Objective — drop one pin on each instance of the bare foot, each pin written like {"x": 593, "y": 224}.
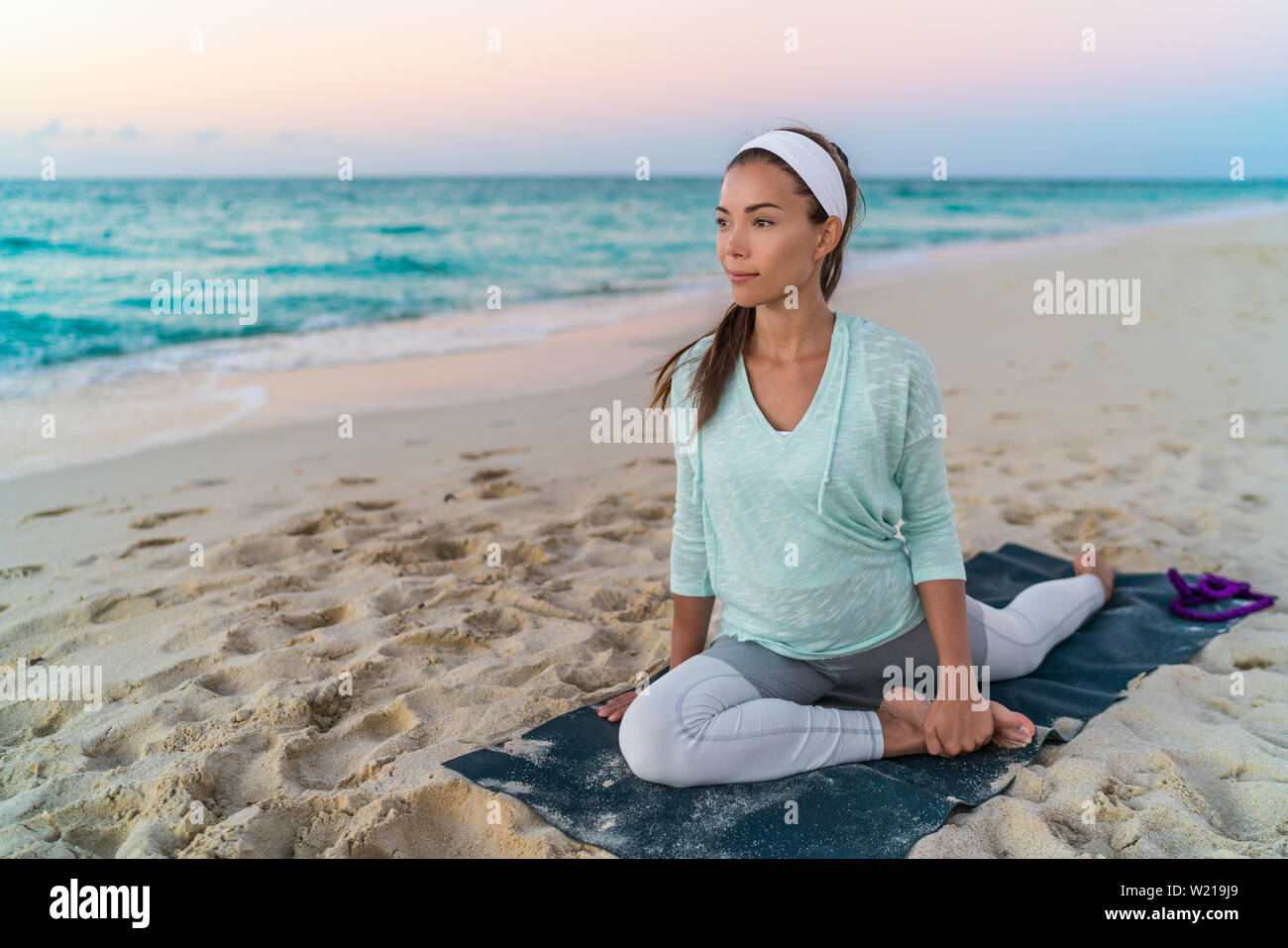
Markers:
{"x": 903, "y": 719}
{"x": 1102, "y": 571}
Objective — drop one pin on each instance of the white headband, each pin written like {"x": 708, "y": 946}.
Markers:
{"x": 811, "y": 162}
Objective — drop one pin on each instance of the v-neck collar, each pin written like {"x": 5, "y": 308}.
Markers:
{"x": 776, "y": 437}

________________________

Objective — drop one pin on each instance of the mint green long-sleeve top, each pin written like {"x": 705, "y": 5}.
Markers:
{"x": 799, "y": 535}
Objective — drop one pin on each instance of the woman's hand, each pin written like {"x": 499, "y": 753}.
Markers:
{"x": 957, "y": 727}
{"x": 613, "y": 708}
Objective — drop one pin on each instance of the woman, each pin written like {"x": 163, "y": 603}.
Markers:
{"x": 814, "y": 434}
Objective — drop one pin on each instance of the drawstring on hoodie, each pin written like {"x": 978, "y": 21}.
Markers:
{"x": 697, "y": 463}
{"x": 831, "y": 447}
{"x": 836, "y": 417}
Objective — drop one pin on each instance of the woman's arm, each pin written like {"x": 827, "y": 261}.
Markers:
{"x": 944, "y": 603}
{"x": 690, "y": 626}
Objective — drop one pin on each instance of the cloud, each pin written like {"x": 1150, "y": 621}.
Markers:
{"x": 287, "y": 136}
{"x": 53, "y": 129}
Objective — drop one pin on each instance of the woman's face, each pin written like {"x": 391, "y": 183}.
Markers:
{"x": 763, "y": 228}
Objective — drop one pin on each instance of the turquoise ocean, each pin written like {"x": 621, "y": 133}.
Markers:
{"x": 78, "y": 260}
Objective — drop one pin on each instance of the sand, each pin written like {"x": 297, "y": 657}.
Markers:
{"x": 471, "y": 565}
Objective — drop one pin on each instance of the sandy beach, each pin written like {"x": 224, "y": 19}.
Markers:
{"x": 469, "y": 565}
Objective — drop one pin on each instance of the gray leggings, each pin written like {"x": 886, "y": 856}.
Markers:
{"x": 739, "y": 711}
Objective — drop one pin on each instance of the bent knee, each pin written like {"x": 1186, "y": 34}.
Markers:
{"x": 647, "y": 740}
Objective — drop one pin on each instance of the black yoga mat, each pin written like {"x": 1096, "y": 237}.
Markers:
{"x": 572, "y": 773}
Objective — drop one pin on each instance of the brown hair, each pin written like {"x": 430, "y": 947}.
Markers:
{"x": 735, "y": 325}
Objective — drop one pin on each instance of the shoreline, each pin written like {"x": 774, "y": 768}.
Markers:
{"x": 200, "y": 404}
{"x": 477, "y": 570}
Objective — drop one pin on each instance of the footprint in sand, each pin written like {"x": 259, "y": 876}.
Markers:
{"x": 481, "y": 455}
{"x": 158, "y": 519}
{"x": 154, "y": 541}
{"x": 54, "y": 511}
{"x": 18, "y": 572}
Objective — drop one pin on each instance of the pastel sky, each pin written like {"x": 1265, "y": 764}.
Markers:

________________________

TASK OBJECTIVE:
Looking at the entries above, can you reproduce exactly the lines from the one that holds "Objective — drop one pin on each instance of the turquoise" through the one that holds "Objective — drop one pin on each instance of the gray", and only those?

WRITTEN SOLUTION:
Objective — drop one pin on each instance of the turquoise ocean, each pin written like {"x": 621, "y": 133}.
Markers:
{"x": 78, "y": 260}
Objective — drop one pin on each instance of the sand, each pin written like {"x": 297, "y": 657}.
Markers:
{"x": 471, "y": 565}
Objective — drop one pin on each instance of the sandy beach, each pin written like {"x": 224, "y": 19}.
Markers:
{"x": 469, "y": 565}
Objective — drop one pin on each instance of the gray leggings, each pin written like {"x": 886, "y": 856}.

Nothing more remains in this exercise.